___ Passage to read ___

Smart Economy

World

US debt tops $38tn amid government shutdown and economic strain

SE24 Desk

 Published: 14:41, 23 October 2025

US debt tops $38tn amid government shutdown and economic strain

The U.S. national debt has exceeded $38 trillion for the first time, according to data released by the Treasury Department, marking another milestone in the country’s worsening fiscal situation. The increase comes as a prolonged government shutdown disrupts economic activity and leaves hundreds of thousands of federal workers without pay.

Shutdowns typically add to the national debt by stalling economic operations and delaying policy decisions. Restarting federal programs after a shutdown also carries additional costs. The Office of Management and Budget estimated that the 2013 shutdown alone cost the economy $2 billion in lost productivity, while the 35-day shutdown in 2018—the longest in U.S. history—cost $11 billion, according to the Congressional Budget Office.

___ Recorded information ___

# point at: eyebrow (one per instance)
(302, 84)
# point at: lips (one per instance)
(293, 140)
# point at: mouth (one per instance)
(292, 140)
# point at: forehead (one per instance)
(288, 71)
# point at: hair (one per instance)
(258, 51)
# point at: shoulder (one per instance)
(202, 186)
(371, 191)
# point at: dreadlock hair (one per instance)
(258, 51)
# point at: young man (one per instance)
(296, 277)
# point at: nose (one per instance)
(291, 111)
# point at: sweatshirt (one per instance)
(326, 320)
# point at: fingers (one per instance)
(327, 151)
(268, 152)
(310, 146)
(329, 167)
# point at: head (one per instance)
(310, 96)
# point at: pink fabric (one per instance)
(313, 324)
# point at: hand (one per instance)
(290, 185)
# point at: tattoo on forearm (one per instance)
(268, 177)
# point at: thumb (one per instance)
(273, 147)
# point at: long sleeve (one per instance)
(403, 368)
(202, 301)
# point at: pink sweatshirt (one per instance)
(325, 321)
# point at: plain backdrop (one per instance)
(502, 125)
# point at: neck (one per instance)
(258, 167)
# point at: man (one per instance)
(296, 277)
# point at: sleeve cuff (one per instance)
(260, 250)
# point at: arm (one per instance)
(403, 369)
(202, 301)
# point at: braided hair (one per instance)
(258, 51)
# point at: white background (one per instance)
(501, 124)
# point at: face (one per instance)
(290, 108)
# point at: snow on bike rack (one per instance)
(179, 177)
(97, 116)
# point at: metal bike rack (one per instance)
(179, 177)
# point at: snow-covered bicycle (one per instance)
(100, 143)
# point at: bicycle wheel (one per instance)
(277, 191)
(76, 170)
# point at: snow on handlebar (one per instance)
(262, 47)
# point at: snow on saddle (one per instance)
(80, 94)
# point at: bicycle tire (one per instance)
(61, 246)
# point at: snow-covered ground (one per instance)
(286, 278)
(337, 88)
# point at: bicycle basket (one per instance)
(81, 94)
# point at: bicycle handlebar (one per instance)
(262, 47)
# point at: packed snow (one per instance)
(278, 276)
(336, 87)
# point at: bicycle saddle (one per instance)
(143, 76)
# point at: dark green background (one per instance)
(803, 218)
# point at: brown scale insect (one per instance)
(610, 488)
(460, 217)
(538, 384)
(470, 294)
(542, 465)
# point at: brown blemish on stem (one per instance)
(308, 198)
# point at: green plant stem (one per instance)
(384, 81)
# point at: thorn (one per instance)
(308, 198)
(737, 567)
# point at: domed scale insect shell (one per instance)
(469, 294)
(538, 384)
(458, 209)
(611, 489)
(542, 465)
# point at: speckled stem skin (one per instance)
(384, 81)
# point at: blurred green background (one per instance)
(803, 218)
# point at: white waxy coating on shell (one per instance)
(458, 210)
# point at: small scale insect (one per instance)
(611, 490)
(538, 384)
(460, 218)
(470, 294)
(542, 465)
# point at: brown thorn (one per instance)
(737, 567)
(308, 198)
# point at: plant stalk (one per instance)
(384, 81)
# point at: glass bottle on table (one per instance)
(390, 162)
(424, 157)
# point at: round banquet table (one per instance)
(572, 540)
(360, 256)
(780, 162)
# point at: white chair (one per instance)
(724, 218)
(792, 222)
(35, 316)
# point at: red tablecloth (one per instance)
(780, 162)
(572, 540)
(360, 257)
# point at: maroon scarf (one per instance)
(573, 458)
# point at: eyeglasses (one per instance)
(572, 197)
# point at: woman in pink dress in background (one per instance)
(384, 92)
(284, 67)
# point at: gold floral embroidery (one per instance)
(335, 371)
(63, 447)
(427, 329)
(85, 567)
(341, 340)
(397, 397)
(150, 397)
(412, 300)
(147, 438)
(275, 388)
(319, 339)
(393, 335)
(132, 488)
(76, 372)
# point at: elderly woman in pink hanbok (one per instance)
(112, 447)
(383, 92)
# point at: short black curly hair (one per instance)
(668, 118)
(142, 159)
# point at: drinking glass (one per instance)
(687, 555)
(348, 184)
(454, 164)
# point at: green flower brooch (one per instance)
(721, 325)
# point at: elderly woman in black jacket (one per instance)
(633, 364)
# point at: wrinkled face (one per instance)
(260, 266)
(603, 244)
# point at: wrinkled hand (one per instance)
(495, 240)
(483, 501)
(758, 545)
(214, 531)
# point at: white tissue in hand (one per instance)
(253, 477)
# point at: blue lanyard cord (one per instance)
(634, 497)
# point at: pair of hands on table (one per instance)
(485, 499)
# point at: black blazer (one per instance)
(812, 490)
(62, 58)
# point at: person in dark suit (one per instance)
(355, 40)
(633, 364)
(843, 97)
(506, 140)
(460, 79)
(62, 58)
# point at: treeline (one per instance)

___

*Task set*:
1. According to the article on the U.S. national debt, what did the Congressional Budget Office say the 2018 shutdown cost?
2. Repeat the part of the article on the U.S. national debt that begins at the words "The U.S. national" and stops after the words "Congressional Budget Office.".
3. Write the next part of the article on the U.S. national debt, picking up after its last sentence.

*Answer list*:
1. $11 billion.

2.
The U.S. national debt has exceeded $38 trillion for the first time, according to data released by the Treasury Department, marking another milestone in the country’s worsening fiscal situation. The increase comes as a prolonged government shutdown disrupts economic activity and leaves hundreds of thousands of federal workers without pay.

Shutdowns typically add to the national debt by stalling economic operations and delaying policy decisions. Restarting federal programs after a shutdown also carries additional costs. The Office of Management and Budget estimated that the 2013 shutdown alone cost the economy $2 billion in lost productivity, while the 35-day shutdown in 2018—the longest in U.S. history—cost $11 billion, according to the Congressional Budget Office.

3.
“Reaching $38 trillion in debt during a government shutdown is the latest troubling sign that lawmakers are not meeting their basic fiscal duties,” said Michael A. Peterson, CEO of the Peter G. Peterson Foundation, a nonpartisan organization focused on fiscal policy.

“If it seems like we are adding debt faster than ever, that’s because we are,” Peterson added. “We passed $37 trillion just two months ago, and the pace we’re on is twice as fast as the rate of growth since 2000.”

A recent survey by the Peterson Foundation found that 81 percent of voters consider the national debt a major concern. Economists warn that mounting debt will drive up interest costs for the government, potentially limiting spending in key areas of the economy. The foundation projects that interest payments, which totaled $4 trillion over the past decade, could reach $14 trillion in the next ten years.

Rising debt levels have also rattled investor confidence. Earlier this year, Moody’s downgraded the U.S. credit rating from Aaa to Aa1, citing concerns about fiscal sustainability. Standard & Poor’s and Fitch Ratings have made similar moves in recent years.

David Kelly, chief global strategist at J.P. Morgan Asset Management, cautioned that persistent fiscal imbalances could undermine long-term investor trust in U.S. assets.

Maya MacGuineas, president of the Committee for a Responsible Federal Budget, criticized lawmakers for neglecting fiscal reform as the debt continues to climb.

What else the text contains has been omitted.